Stored records
================================
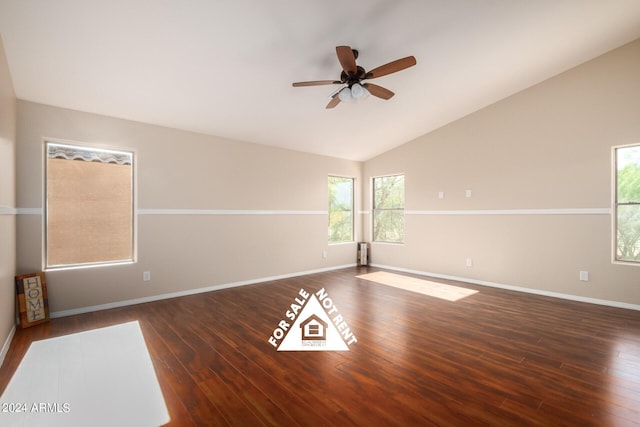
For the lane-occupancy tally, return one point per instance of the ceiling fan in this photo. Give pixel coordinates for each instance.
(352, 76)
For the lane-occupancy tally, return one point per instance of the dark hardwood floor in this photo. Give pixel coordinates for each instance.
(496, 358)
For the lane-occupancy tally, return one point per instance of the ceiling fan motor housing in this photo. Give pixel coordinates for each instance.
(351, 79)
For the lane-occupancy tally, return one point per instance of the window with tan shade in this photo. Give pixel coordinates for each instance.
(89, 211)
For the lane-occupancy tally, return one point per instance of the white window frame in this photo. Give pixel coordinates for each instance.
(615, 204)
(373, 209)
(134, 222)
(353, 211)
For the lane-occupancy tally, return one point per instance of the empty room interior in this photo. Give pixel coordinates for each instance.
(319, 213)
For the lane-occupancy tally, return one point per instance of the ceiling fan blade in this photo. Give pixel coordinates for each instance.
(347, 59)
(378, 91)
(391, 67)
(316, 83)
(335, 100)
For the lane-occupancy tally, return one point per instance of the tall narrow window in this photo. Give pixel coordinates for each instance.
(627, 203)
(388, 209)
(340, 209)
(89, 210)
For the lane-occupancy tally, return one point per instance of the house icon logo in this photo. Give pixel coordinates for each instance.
================================
- _Your goal_:
Copy every line above word for word and exclude the pictures.

- _Response to the exercise_:
For the lane-occupancy tally, return one point per instance of the ceiling fan in this photo. Give pixel coordinates for each instance.
(352, 76)
For the lane-occupancy tally, return one point per instance of the dark hardwood floor in this photo. Give pixel coordinates for each instance.
(496, 358)
For the lane-occupancy tally, return one point per instance of the ceiling fan motor housing in this photo. Give pixel coordinates for each instance.
(351, 79)
For the lane-occupancy tally, return one point per instance of the window with tan shade in this photo. Give pixel coordinates for each instance.
(89, 211)
For the lane-occupancy tally, return one point per instance of the white window frame in this photo. Give pixel coordinates for each instance.
(615, 204)
(373, 209)
(134, 222)
(353, 211)
For the lane-occupancy tally, return one point per instance of the empty room interior in this photo. Give pixel coordinates for each instance.
(319, 213)
For the lane-occupancy tally, return one point per instance of the ceiling fan blade in this photo. Give pixel coordinates for each instance.
(347, 59)
(378, 91)
(391, 67)
(316, 83)
(335, 100)
For the lane-occupancy tally, return one point per instance of the tall narrow window in this photo. Give pixel coordinates for each instance.
(627, 203)
(388, 209)
(340, 209)
(89, 210)
For the lane-occupancy tally, return one point per instance of the house icon logo in this photo. Give pixel coordinates for each instance.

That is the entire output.